*WORK TASK 1*
In the water treatment passage, what rate of removal of microbiological components does the RO filtration typically achieve?
*WORK TASK 2*
Pick up the water treatment passage after its last sentence and continue it.

Heater 54 and heat exchanger 56 are optional in alternative embodiments employing cold disinfection. Heater 54 is alternatively located prior to the temperature sensor and the feed pump on the inlet to the reverse osmosis device. In that alternative, the pasteurization cycle is absent, however, an ultraviolet light source may be emitted through the product water downstream of the reverse osmosis to reduce contamination, for example, by killing bacteria residing in the product water. In the illustrated embodiment, a temperature sensor 32 b and conductivity sensor 30 b are located downstream from heater 54.
Water treatment unit 50 includes at step 218 a recirculation feature that increases the efficiency of the system. When downstream demand for water does not require an output from RO unit 52 or the RO water quality is outside of the acceptable range, the excess product can be circulated from after the output of RO unit 52 back to the input of RO unit 52 via recirculation loop 60 to reduce the load on the membranes. Recirculation loop 60 includes a check valve 14 c and an overflow valve 62. Valve 62 is opened and closed to activate and deactivate, respectively, the recirculation loop. Valve 34 in line 80 is closed when valve 62 is opened. Valve 34 is opened when valve 62 is closed. Alternatively, valves 34 and 62 could be replaced with a three-way valve.
RO unit 52 uses filtration that is pressurized to overcome the osmotic pressure of the solutes being removed from the water. The RO filtration typically removes chemical contaminants at a rate of about 95% to about 99% and microbiological components, including bacteria, endotoxin and viruses, at a rate of about 99%.

*EXERCISE DATA*
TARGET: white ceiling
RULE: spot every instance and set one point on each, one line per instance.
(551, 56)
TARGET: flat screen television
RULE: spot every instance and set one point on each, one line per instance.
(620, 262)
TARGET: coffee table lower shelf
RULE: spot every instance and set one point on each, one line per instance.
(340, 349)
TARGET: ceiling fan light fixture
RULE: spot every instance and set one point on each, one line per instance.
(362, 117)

==

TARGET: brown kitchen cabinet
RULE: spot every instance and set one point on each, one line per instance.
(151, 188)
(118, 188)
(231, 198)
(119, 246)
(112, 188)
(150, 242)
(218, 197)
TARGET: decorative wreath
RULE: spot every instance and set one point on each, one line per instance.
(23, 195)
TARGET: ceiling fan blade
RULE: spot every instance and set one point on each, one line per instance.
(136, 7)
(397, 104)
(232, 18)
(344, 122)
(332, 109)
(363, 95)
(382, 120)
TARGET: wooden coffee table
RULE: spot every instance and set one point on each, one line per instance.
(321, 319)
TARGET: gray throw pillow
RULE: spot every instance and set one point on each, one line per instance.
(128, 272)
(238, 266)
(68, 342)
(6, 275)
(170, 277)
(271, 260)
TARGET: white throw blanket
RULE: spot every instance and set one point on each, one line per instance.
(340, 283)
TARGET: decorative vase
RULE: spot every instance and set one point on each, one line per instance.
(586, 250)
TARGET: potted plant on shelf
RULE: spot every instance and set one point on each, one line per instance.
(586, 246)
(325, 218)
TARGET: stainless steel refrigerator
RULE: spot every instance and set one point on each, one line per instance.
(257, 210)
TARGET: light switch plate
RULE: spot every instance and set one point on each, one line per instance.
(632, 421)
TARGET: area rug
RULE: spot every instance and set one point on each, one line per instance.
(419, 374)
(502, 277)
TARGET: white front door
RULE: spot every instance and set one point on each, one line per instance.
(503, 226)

==

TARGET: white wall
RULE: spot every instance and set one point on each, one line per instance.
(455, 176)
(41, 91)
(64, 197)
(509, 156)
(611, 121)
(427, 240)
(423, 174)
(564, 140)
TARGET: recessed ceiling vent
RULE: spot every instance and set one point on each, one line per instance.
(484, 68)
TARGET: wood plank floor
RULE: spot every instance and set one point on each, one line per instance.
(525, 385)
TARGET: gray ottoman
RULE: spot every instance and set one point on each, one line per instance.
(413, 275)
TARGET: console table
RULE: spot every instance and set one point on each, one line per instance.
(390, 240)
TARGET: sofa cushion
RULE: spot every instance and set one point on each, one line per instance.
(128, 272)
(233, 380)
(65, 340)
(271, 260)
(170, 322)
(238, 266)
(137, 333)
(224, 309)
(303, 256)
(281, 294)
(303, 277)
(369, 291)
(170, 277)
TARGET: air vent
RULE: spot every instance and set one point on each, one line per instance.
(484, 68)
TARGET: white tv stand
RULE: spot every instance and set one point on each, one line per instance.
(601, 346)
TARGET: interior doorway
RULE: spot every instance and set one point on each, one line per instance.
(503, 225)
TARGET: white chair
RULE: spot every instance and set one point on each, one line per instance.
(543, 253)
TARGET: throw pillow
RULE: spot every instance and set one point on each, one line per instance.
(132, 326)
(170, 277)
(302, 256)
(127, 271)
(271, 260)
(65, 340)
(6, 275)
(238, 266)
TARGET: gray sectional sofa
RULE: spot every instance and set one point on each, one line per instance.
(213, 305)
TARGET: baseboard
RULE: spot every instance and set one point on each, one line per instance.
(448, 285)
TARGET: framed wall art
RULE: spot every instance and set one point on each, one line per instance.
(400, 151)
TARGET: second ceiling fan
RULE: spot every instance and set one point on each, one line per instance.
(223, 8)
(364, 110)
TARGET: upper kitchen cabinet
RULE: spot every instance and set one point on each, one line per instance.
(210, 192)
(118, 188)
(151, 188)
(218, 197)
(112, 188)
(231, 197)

*TASK RESPONSE 1*
About 99%.

*TASK RESPONSE 2*
System 10 employs percent rejection monitoring (% rejection=1−(product/input))×100) to verify the effectiveness of the RO membranes prior to filling of the bags with saline. Deionization unit 26 produces water with relatively high resistivity, which makes measuring the RO output difficult using the percent rejection method. A percent rejection valve 64 is therefore added so that saline can be diverted (from a point after the addition of NaCl and before the filling of the bags) via a return line 66 to valve 64, located in the inlet line of RO unit 52. The 0.9% saline produced has a specific conductivity of approximately 15.87 mS/cm plus or minus the proportioning tolerance of the system. The saline is run through the RO unit 52, after which the output conductivity sensor 30 b senses the conductivity of the outputted saline, which should be an expected conductivity given that the inputted saline has a known ionic strength. The RO unit's conductivity output and the expected conductivity output are then compared, enabling the corresponding percent rejection to be monitored on a continuous, semi-continuous or periodic basis.
A check valve 14 d is placed in return line 66 in one embodiment. A third conductivity sensor 30 c, located downstream from valve 64, ensures that the resistivity of the fluid flowing to RO unit 52 is suitable for being tested using the percent rejection method. The resulting percent rejection method of the present invention verifies the RO unit's ability to remove contaminants against the expected results from the saline solution, which has a known ionic strength, and provides a check of the performance of the membrane within RO unit 52.
- Saline Preparation
If the measured percent rejection is acceptable, the product water resistivity measured via sensor 30 b is used as an alarm setting until the next check is made. Checks can be updated at any suitable interval, such as when system 10 is idling flow to switch from filling one bag to another. In that way the RO unit 52 performance is monitored systematically and periodically. If the measured percent rejection is not acceptable, the water is rejected through line 70, including check valve 14 e, valve 72, regulator 74, disinfect valve 76 to drain 78. Three-way disinfect valve 76 enables rejected product from RO unit 52 to be circulated back to the inlet of unit 52. Reusing rejected product reduces the load on the membranes within unit 52 as does overflow loop 60. In addition, valve 76 allows system 10 to be placed in a recirculation mode, for example, for heat disinfection and citric heat disinfection.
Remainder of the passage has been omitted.